**WORK TASK**
Pictures aside, output each record exactly.

[RECORDS SUPPLIED Boundary: Start]

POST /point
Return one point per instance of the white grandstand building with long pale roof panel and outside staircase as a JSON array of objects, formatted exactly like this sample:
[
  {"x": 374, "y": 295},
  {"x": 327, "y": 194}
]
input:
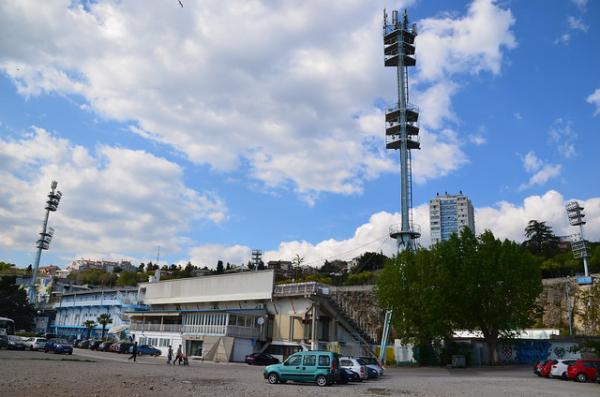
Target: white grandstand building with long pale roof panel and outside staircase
[{"x": 225, "y": 317}]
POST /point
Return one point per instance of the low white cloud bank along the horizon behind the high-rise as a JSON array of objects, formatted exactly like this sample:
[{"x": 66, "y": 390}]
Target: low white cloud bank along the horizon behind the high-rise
[{"x": 504, "y": 219}]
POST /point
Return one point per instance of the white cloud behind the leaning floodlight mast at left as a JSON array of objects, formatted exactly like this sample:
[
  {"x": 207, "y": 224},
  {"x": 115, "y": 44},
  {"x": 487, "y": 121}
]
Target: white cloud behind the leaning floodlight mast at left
[{"x": 117, "y": 202}]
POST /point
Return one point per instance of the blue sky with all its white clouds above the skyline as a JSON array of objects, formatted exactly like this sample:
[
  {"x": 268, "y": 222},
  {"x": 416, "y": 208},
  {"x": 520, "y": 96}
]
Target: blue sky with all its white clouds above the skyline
[{"x": 216, "y": 128}]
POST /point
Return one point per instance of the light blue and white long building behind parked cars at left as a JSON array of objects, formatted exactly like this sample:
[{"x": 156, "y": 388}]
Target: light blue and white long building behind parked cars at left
[{"x": 74, "y": 308}]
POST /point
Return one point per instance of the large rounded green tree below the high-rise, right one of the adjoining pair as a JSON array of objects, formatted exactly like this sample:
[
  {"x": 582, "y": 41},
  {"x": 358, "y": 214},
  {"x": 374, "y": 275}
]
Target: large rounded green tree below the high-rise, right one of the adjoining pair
[{"x": 493, "y": 288}]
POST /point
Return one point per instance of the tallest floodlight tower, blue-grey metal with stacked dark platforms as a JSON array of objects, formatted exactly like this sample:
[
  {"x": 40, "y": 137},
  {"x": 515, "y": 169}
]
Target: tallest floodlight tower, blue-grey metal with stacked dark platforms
[{"x": 402, "y": 129}]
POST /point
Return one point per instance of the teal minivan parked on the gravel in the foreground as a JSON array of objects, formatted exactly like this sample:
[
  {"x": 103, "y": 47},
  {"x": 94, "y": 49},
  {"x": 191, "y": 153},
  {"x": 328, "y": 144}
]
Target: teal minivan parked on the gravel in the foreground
[{"x": 310, "y": 366}]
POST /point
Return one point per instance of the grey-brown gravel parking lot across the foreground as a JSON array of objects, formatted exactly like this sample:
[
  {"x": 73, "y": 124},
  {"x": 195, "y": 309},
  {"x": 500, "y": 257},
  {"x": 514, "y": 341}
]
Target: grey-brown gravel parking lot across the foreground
[{"x": 88, "y": 373}]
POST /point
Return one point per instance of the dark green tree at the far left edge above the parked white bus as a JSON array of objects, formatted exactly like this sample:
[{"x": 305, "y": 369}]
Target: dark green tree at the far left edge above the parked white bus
[{"x": 14, "y": 303}]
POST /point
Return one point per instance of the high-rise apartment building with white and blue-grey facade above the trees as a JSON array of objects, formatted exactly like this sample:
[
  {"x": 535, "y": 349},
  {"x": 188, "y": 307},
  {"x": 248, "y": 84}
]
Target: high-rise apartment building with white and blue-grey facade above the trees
[{"x": 449, "y": 214}]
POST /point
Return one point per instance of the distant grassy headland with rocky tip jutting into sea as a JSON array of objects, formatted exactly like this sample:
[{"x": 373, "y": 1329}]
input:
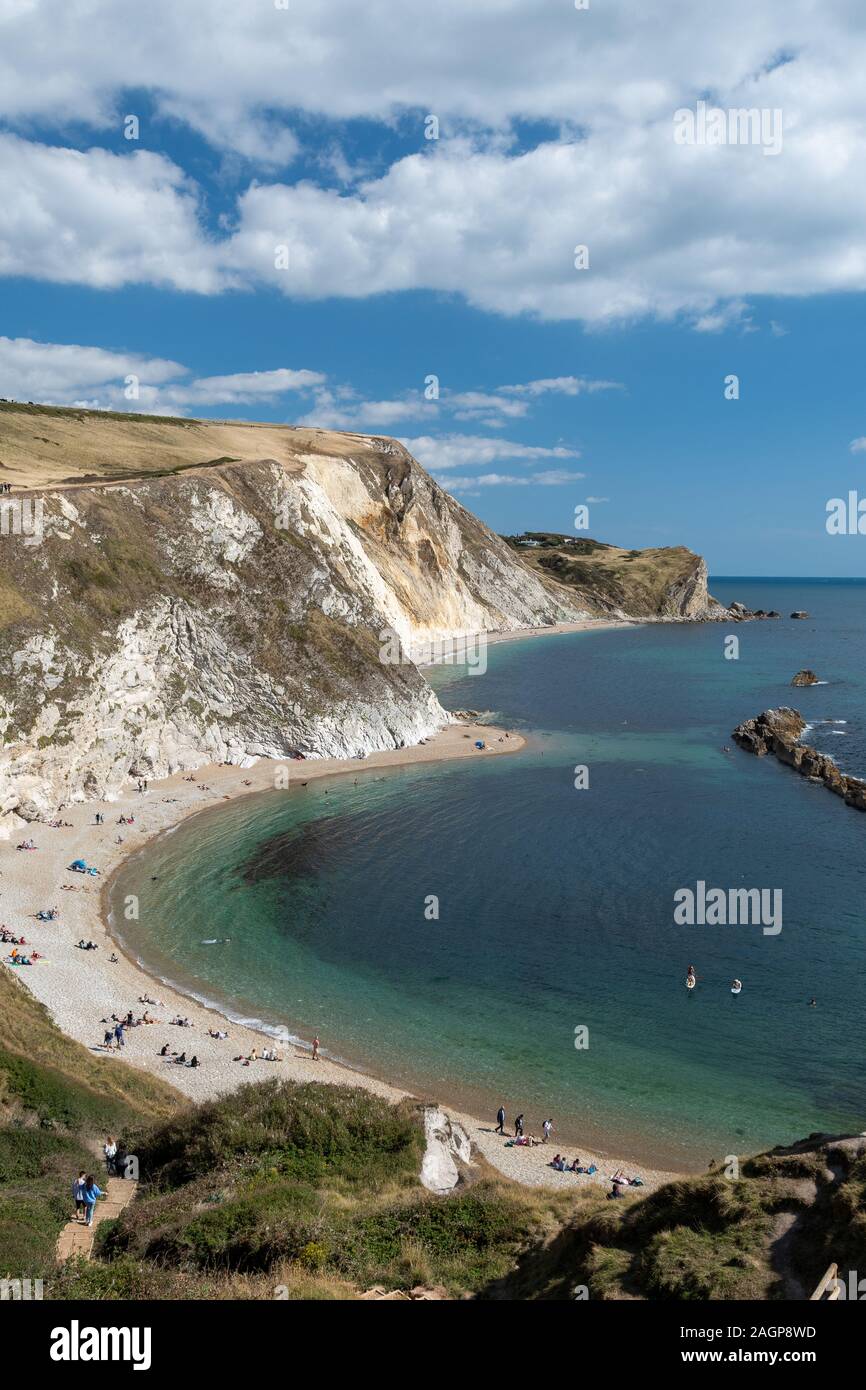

[RECORDS SUPPLIED Boundary: End]

**RESPONSE AREA**
POST /point
Return one point per instance of the white grandstand building with long pale roof panel and outside staircase as a JSON array of objects, formatted exactly like this sample:
[
  {"x": 374, "y": 295},
  {"x": 327, "y": 194}
]
input:
Target: white grandstand building with long pale roof panel and outside staircase
[{"x": 225, "y": 317}]
POST /point
Return one point per instance of the low white cloud bank along the horizon behind the high-rise as a JSON array of objects, formatted exactly like this sample:
[{"x": 66, "y": 390}]
Target: low white cloud bank along the horizon behind the high-rise
[{"x": 504, "y": 219}]
POST /point
Return one point per instance of the white cloud behind the leaning floodlight mast at left as a JSON array of objects, formatted exactly like this sample:
[
  {"x": 207, "y": 224},
  {"x": 115, "y": 44},
  {"x": 487, "y": 121}
]
Target: white cloud behind the leaning floodlight mast at left
[{"x": 117, "y": 202}]
POST /point
Return one point per instance of the blue sky with all its white clouds above the skyline as a JSON array of objects, formatted exactly like this sample:
[
  {"x": 268, "y": 222},
  {"x": 416, "y": 208},
  {"x": 520, "y": 96}
]
Target: blue sky with all its white clouds above the skyline
[{"x": 216, "y": 128}]
POST /point
Return one point per instance of the light blue and white long building behind parked cars at left as a JSON array of objects, formatted exactly like this sample:
[{"x": 156, "y": 388}]
Target: light blue and white long building behind parked cars at left
[{"x": 74, "y": 308}]
POST /point
Return one point per instance of the large rounded green tree below the high-rise, right one of the adjoining pair as a JSON array of objects, formatted exactly like this sample:
[
  {"x": 582, "y": 41},
  {"x": 358, "y": 214},
  {"x": 374, "y": 275}
]
Target: large rounded green tree below the high-rise, right one of the adjoining pair
[{"x": 493, "y": 288}]
POST /point
Return one point per instance of the tallest floodlight tower, blue-grey metal with stacked dark platforms as a JSON array of objects, formatted exactly like this sample:
[
  {"x": 40, "y": 137},
  {"x": 515, "y": 169}
]
Target: tallest floodlight tower, blue-grey metal with stacked dark platforms
[{"x": 402, "y": 129}]
POST /point
Return one point per instance of the teal minivan parked on the gravel in the foreground as a JSON array of objects, formatted exactly like this sample:
[
  {"x": 103, "y": 47},
  {"x": 94, "y": 49},
  {"x": 191, "y": 153},
  {"x": 328, "y": 144}
]
Target: teal minivan parked on the gravel in the foreground
[{"x": 310, "y": 366}]
POST /point
Return one point per instance of the grey-brown gravel parking lot across the foreground as a JSON array of objects, formatted exactly like this sample:
[
  {"x": 73, "y": 124},
  {"x": 195, "y": 309},
  {"x": 500, "y": 257},
  {"x": 514, "y": 341}
]
Target: grey-brown gravel parking lot across the foreground
[{"x": 88, "y": 373}]
POST /point
Return one point per instance of the dark green tree at the far left edge above the parked white bus as a JSON array of objects, formatted exactly like this sample:
[{"x": 305, "y": 369}]
Target: dark green tree at the far left edge above the parked white bus
[{"x": 14, "y": 303}]
POST /point
Return one point per instance of the high-rise apartment building with white and blue-grey facade above the trees as a JSON array of objects, formatted exactly like this sample:
[
  {"x": 535, "y": 349},
  {"x": 188, "y": 307},
  {"x": 248, "y": 84}
]
Target: high-rise apartment building with white and blue-grey facade above the trees
[{"x": 449, "y": 214}]
POST /point
Return one point per instance of the distant grassy headland with rocky tip jutting into sea as a JSON array of objects, formatted exactly like this sample:
[{"x": 373, "y": 1329}]
input:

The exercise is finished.